* [TASK REQUIREMENTS]:
Within this material, find every line where the string "wooden" appears, and copy it out.

* [SUPPLIED RECORDS]:
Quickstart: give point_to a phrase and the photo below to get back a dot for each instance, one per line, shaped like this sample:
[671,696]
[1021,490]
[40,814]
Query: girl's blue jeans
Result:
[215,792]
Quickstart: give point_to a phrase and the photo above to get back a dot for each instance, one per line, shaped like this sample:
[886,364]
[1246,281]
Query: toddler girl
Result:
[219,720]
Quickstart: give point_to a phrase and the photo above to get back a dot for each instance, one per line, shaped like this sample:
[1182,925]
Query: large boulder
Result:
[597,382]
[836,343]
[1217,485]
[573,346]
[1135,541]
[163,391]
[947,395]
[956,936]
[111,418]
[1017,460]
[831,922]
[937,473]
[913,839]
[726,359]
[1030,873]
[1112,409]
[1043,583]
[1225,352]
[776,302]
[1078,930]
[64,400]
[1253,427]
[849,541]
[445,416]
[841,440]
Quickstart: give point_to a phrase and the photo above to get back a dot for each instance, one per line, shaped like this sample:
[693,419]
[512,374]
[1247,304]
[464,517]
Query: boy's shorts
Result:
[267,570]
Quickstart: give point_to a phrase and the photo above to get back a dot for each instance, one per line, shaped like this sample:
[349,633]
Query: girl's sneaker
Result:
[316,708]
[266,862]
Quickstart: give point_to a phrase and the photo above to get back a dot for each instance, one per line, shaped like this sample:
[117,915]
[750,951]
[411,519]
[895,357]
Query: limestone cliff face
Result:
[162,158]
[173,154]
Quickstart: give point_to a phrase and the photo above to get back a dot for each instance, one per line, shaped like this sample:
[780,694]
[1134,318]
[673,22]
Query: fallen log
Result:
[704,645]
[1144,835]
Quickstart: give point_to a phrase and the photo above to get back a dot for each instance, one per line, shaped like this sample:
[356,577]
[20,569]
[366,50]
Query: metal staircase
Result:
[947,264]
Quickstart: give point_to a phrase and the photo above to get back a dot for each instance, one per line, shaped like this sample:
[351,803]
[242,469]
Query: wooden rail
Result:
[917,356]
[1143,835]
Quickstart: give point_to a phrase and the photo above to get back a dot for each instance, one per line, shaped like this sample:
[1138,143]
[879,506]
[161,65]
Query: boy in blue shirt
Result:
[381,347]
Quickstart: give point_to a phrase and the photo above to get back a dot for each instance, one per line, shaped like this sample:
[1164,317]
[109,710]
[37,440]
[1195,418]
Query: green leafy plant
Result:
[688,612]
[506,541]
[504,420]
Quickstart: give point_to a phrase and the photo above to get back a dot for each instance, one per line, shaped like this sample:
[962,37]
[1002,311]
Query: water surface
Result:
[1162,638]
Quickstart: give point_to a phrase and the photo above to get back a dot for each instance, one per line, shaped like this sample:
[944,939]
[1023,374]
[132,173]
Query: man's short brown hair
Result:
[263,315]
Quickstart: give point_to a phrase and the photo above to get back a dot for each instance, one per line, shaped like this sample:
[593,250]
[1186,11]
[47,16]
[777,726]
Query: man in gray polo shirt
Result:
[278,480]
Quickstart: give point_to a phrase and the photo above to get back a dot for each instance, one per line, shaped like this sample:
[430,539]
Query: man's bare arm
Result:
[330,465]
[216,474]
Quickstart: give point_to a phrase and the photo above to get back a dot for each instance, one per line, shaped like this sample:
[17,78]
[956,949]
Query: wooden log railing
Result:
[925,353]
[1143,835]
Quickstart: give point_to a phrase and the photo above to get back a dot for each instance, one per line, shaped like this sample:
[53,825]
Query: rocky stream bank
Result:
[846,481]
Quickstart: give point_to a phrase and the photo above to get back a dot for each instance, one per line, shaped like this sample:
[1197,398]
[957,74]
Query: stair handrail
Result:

* [RESPONSE TO THE TASK]:
Query: wooden rail
Query: wooden log railing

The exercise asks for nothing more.